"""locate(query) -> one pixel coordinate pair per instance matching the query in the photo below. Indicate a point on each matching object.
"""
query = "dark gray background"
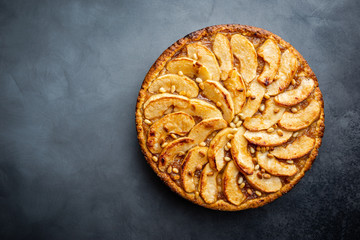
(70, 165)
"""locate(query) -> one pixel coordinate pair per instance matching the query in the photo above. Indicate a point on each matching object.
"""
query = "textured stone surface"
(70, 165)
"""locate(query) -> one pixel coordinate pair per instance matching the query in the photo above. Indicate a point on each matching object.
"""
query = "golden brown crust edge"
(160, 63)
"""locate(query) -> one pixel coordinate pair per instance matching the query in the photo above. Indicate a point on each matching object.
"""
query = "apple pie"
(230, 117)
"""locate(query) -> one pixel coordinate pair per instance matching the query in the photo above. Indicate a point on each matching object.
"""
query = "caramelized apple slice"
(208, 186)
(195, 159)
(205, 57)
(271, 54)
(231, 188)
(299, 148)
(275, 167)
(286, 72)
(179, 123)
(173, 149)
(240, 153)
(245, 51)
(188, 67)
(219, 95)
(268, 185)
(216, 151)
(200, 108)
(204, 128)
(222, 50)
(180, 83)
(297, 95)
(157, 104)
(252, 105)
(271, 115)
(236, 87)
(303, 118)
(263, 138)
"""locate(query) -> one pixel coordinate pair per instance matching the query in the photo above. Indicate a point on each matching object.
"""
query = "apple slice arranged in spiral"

---

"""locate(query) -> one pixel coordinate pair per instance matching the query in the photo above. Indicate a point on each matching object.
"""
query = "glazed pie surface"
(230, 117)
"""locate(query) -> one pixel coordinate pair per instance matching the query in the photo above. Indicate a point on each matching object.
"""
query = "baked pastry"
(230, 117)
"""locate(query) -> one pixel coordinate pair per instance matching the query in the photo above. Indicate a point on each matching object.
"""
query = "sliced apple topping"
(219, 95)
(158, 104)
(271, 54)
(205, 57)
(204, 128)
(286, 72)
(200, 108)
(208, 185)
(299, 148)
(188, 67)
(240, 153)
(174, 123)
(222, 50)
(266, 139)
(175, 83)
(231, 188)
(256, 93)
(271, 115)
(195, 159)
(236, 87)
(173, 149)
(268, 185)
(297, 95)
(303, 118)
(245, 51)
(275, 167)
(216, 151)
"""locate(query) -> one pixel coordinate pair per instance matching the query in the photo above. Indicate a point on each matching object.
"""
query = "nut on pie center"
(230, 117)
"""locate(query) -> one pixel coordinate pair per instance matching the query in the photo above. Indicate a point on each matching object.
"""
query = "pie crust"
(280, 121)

AIM OF THE EXERCISE:
Copy out every line of the entries above that contains the string "apple". Treat uppercase and lowercase as different.

OUTPUT:
query = "apple pie"
query = "caramelized apple slice"
query = "apple slice arranged in spiral"
query = "sliced apple topping"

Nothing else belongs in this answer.